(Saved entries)
↓

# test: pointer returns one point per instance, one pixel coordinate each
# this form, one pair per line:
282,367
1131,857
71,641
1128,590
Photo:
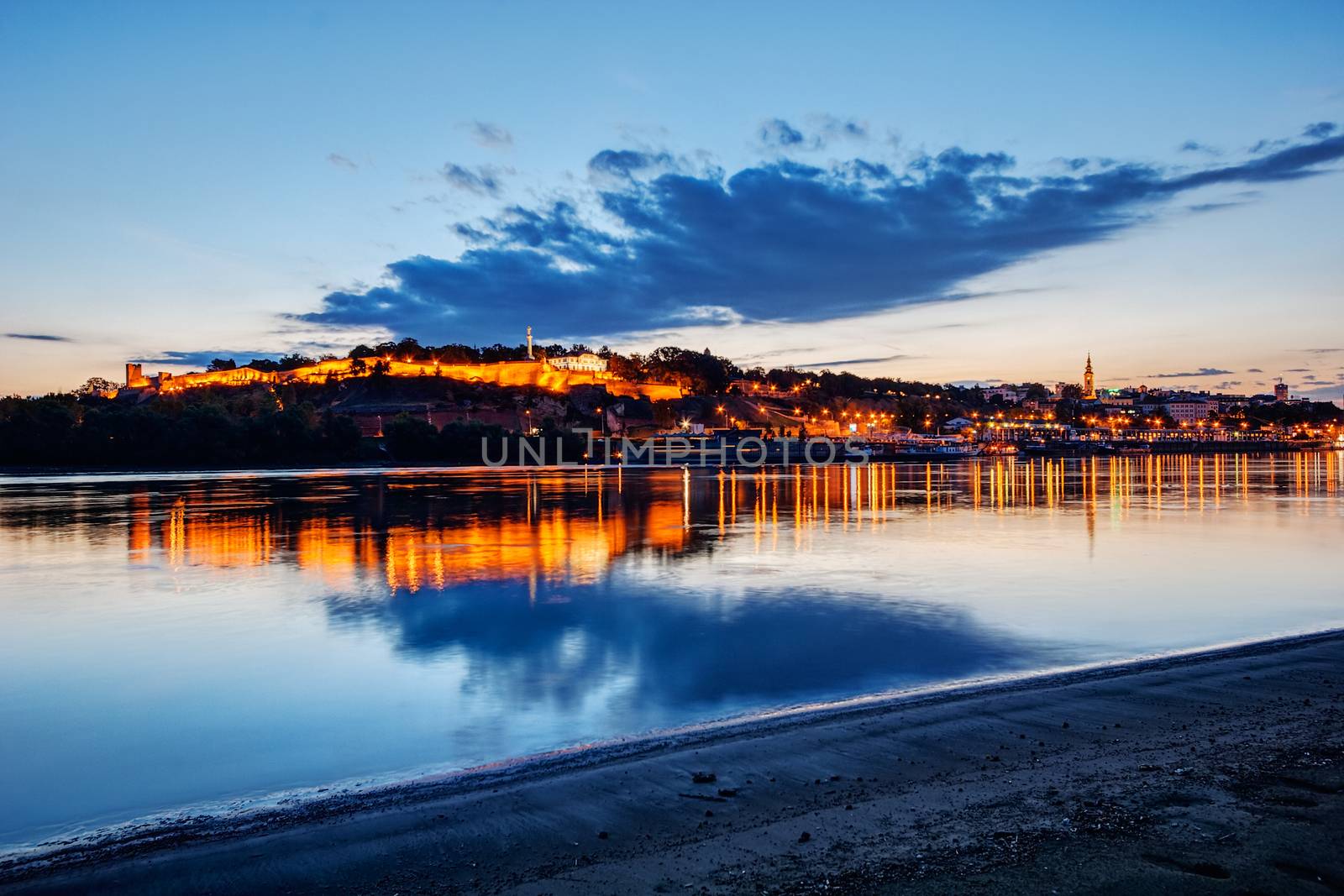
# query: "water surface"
207,640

↑

WORK REQUIRED — Every line above should be output exactly, except for the pictures.

RESPONSE BOX —
# test: pointer returns one point per instance, one pixel coordinate each
# this form, one pair per line:
282,367
1131,857
71,641
1128,590
Photo:
# query: "water surface"
207,640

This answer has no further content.